==== Trecho do texto

As corporações estrangeiras (destacando-se seus laboratórios), a
oligarquia latifundiária e seus representantes nas políticas oficiais
de saúde, desde então se sentem mais felizes. As campanhas de combate
às doenças entre o povo, reduzidas aos mecanismos de publicidade, podem
fazer circular impunemente suas drogas e tagarelice, suas falsas juras
de que combatem todas as moléstias. Mas a fome, a principal delas, é
intocável, tanto quanto o sistema que a produz.
Exilado na França, ainda integrou diversas associações e academias internacionais, até sua morte, em 24 de setembro de 1973.
Ao longo de sua carreira, Josué acumulou uma série de prêmios e
títulos, nacionais e internacionais. Entre eles, destacam-se: Prêmio Pandiá Calógeras, 1937; Prêmio José Veríssimo da Academia Brasileira de Letras,
1946; Professor Honoris-Causa da Universidade de Santo Domingo,
República Dominicana, 1945; da Universidade de San Marcos, Lima, 1950;
da Universidade de Engenharia, Lirna, 1965; Prêmio Roosevelt da Academia de Ciências Políticas dos EUA, 1952; “Grande Medalha da Cidade de Paris”, 1953; Prêmio Internacional da Paz,
1954; “Grande Cruz do Mérito Médico”, Brasil; “Oficial da Legião de
Honra”, França, 1955; e Detentor da “Ordem de Andrés Bello” do Governo
da Venezuela, 1968.

========
==== Material fornecido

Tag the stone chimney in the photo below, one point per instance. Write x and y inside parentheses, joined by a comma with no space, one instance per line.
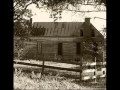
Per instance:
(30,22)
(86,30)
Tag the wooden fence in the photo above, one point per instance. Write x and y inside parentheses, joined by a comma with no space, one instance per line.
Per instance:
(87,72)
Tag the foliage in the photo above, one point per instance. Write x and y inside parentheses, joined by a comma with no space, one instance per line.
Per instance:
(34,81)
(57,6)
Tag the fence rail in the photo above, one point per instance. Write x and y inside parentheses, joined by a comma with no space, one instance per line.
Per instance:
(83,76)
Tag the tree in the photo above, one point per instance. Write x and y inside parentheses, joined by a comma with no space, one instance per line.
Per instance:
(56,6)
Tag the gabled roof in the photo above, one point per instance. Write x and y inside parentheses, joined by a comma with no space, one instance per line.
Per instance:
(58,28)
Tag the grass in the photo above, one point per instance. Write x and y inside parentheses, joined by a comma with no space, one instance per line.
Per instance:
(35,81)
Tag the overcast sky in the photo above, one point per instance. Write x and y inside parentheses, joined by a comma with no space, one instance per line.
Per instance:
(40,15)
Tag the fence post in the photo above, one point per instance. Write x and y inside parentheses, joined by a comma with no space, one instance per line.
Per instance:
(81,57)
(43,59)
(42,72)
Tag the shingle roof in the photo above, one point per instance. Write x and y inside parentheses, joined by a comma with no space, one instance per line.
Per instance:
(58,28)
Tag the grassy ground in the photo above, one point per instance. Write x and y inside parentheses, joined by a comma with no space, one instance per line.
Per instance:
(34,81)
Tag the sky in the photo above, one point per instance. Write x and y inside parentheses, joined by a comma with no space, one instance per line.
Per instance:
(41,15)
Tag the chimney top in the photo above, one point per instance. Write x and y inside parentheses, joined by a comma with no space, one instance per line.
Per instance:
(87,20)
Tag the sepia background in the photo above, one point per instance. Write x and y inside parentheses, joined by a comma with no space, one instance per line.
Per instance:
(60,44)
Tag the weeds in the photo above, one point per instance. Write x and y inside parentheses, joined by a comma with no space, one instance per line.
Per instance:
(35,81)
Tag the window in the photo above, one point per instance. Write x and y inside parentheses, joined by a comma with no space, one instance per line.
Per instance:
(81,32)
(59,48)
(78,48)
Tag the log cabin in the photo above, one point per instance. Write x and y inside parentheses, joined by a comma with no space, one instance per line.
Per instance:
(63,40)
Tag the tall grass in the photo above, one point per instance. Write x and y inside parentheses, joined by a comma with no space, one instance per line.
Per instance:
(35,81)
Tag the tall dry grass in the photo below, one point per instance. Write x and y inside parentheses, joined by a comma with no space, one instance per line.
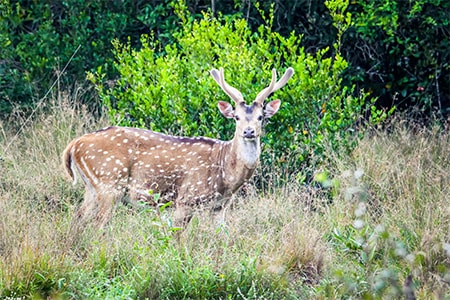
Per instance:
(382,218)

========
==== Material fornecido

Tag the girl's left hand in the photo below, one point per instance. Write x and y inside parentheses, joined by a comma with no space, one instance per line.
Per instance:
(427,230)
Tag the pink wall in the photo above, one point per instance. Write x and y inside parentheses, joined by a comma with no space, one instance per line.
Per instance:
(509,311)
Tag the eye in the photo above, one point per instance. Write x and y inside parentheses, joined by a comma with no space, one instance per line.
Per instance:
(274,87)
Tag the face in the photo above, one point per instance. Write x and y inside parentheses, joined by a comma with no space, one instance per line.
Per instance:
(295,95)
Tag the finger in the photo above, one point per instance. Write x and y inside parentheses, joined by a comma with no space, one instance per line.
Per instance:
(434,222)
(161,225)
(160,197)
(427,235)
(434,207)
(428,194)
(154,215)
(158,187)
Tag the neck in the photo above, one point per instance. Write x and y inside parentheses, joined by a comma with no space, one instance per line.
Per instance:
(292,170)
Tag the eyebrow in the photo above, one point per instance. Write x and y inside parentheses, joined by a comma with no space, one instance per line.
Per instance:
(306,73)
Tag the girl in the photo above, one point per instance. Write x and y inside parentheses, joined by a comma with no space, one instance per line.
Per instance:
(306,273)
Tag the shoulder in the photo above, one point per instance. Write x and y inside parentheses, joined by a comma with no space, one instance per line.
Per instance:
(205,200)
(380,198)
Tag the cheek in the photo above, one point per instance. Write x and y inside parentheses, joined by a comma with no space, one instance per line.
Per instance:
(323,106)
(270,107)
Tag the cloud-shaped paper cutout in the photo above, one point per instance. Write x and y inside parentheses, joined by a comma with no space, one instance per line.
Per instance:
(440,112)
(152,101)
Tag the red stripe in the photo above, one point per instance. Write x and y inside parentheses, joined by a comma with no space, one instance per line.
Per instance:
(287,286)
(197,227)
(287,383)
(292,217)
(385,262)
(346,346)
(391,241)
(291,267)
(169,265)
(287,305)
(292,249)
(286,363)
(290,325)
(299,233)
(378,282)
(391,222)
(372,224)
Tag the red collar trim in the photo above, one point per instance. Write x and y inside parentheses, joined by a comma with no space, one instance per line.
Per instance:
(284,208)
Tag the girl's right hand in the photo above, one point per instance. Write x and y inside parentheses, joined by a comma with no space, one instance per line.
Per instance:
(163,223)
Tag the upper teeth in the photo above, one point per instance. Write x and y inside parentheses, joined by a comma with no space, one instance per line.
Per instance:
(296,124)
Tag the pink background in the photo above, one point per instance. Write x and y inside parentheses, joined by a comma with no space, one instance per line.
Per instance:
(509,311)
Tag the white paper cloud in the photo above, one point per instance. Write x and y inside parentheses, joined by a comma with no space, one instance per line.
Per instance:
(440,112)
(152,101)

========
==== Material fornecido

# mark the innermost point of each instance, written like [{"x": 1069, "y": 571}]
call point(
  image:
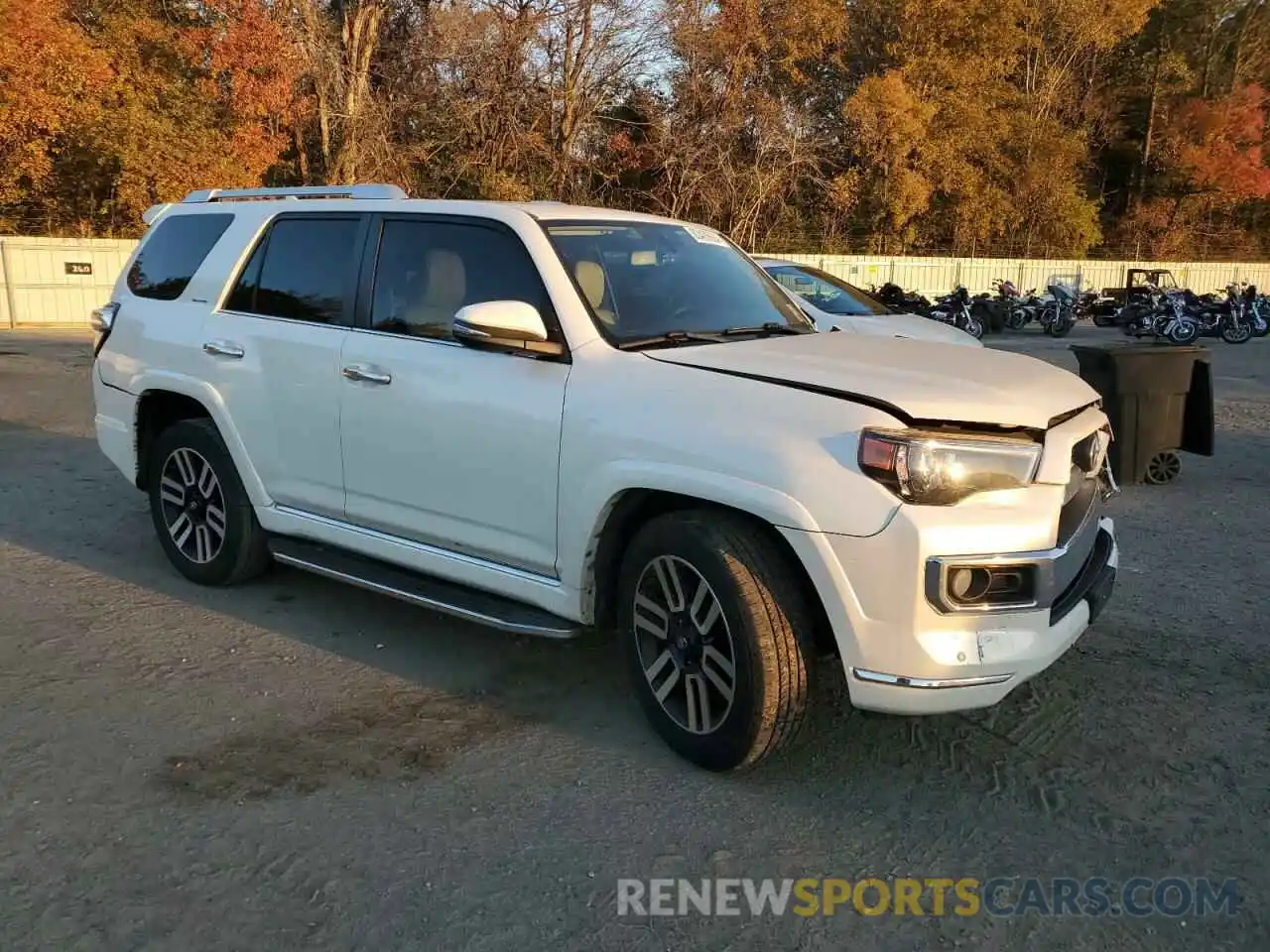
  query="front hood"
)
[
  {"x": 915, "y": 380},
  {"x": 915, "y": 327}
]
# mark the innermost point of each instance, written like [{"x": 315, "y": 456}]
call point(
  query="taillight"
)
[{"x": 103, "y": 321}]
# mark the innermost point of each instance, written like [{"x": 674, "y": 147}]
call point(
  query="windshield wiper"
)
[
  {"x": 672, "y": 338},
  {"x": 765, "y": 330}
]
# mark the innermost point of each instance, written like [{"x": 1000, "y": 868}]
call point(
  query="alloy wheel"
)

========

» Tarefa a executar
Escreva a continuação do texto sobre a trajetória e os prêmios de Josué, começando logo após a última frase apresentada.

» Resposta da tarefa
Ciclo do caranguejo
No prefácio de sua obra mais famosa, ele diz:
“A lama dos mangues do Recife é povoada de seres humanos feitos de carne de caranguejo, pensando e sentindo como caranguejos. Seres anfíbios — habitantes da terra e da água —, meio homens e meio bichos, alimentados desde a infância com caldo de caranguejo, este leite de lama. Seres humanos que se faziam assim irmãos de leite dos caranguejos. Que aprendiam a engatinhar e a andar com os caranguejos da lama e que depois de terem bebido na infância este leite de lama, de se terem enlambuzado com o caldo grosso da lama dos mangues, de se terem impregnado do seu cheiro de terra podre e de maresia, nunca mais se podiam libertar desta crosta de lama que os tornava tão parecidos com os caranguejos, seus irmãos, com as suas duras carapaças também enlambuzadas de lama.
Cedo me dei conta deste estranho mimetismo: os homens se assemelhando, em tudo, aos caranguejos, arrastando-se, agachando-se como os caranguejos para poderem sobreviver. Parados como os caranguejos na beira d’água ou caminhando para trás como caminham os caranguejos. É, por isso, que os habitantes dos mangues, depois de terem um dia saltado para dentro da vida, nesta lama pegajosa dos mangues, dificilmente conseguiram sair do ciclo do caranguejo, a não ser saltando para a morte e, assim, se afundando para sempre dentro da lama.”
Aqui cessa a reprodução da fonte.